What is Aquatic Toxicology?

Instructor: Sarah Friedl

Sarah has two Master's, one in Zoology and one in GIS, a Bachelor's in Biology, and has taught college level Physical Science and Biology.

Water is essential to life, but clean water is even more essential. Studying things in the water and how they affect aquatic life is a big task, but one that is taken on boldly by the field of aquatic toxicology.

Down the Drain

When you wash dirt from your hands, dishes, and clothes, or even flush your toilet, where do you think that stuff goes? If you live in a developed country, such as the United States, the dirty water sometimes gets treated at a water treatment facility and cleaned for re-use.

But other things, such as pollution in the air, fertilizers on the ground, and even many things that do go down the drain end up in lakes, rivers, streams, and the oceans. Aquatic toxicology is the field that studies the effect of these pollutants, compounds, and nutrients on the plants and animals that live in the water. The effects may be small scale and affect individuals, or they may be ecosystem-wide.

Agricultural runoff puts many substances in the water that affect aquatic life
agricultural runoff

Broad Implications

The field of aquatic toxicology is a broad one. It includes studying toxins in sediments and the water, both short- and long-term effects of toxins in plants and animals, and the sensitivity of organisms to contaminants. It also involves standardizing toxicity test methods and comparing how laboratory studies relate to issues int he actual environment.

The data
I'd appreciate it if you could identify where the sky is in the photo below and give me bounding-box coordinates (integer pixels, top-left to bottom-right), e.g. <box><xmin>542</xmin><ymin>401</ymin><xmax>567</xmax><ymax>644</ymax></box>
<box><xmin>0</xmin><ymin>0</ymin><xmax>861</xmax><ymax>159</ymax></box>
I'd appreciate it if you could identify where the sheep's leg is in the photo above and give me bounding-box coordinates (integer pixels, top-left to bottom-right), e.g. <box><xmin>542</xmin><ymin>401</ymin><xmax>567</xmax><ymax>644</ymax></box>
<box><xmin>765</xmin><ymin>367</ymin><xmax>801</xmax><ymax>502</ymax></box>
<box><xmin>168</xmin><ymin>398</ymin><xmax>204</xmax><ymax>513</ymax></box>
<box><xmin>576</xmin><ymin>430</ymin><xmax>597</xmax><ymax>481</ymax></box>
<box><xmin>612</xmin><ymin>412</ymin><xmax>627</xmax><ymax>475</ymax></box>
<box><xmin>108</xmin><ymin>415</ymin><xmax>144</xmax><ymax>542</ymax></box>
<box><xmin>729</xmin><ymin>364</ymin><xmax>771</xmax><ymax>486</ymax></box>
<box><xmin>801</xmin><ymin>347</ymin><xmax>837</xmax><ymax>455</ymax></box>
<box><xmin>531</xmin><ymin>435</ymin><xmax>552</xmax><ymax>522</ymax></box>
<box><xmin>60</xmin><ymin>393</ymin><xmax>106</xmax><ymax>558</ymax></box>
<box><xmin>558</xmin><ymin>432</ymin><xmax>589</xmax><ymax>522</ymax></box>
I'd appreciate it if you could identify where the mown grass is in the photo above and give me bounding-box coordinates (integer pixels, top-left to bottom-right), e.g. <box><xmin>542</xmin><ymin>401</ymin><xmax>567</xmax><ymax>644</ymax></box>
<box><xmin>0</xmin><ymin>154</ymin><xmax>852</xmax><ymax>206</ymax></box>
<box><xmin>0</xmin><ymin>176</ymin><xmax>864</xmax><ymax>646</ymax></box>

Aim of the exercise
Revise the aquatic toxicology text from "What is Aquatic" up to and including "Science and Biology.", putting "Marine Biology" in place of "Zoology".

Answer to the problem
What is Aquatic Toxicology?

Instructor: Sarah Friedl

Sarah has two Master's, one in Marine Biology and one in GIS, a Bachelor's in Biology, and has taught college level Physical Science and Biology.